Document excerpt:
OCR Fine-Tuning
Fine-tune OCR models on Apple Silicon. mlx-tune supports both dedicated OCR architectures and general VLMs adapted for document understanding — all with native LoRA, built-in evaluation metrics, and CER-based GRPO training.
Two tracks for OCR
mlx-tune provides two complementary approaches to OCR fine-tuning, depending on your accuracy and latency requirements.
Purpose-built for text recognition. These models (DeepSeek-OCR, GLM-OCR, DOTS-OCR) are small, fast, and optimized for document transcription. They achieve high accuracy on structured text (invoices, receipts, printed documents) while running efficiently on Apple Silicon.
Large vision-language models like Qwen3.5, Qwen2.5-VL, and Pixtral can be fine-tuned for OCR tasks using the same VLM pipeline. This approach excels on complex layouts, handwriting, and documents requiring reasoning (e.g., form understanding, table extraction). Use FastVisionModel from the VLM track for these models.
What makes mlx-tune OCR special
- Apple Silicon native — No CUDA required. Train and evaluate OCR models entirely on your Mac using the MLX framework.
- LoRA fine-tuning — Efficient adapter-based training. Fine-tune dedicated OCR models with as little as 8 GB unified memory.
- Built-in evaluation — CER, WER, and exact match metrics computed automatically during training and on demand.
- GRPO with OCR rewards — Train with character error rate-based reward functions to directly optimize transcription quality.
- Batch transcription — Process entire document sets efficiently with
batch_transcribe().
Supported OCR Models
Dedicated OCR models supported by FastOCRModel, plus general VLMs that can be fine-tuned for OCR via the VLM track.

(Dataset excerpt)
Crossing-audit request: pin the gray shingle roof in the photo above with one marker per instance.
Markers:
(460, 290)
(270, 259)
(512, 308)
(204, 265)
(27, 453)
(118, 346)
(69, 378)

Required tasks:
**a)** Repeat the OCR fine-tuning page word for word, from "What makes mlx-tune" to "GB unified memory.".
**b)** According to the OCR fine-tuning page, how little unified memory is enough to fine-tune dedicated OCR models with LoRA?

The solutions:
**a)**
What makes mlx-tune OCR special
- Apple Silicon native — No CUDA required. Train and evaluate OCR models entirely on your Mac using the MLX framework.
- LoRA fine-tuning — Efficient adapter-based training. Fine-tune dedicated OCR models with as little as 8 GB unified memory.

**b)** As little as 8 GB of unified memory.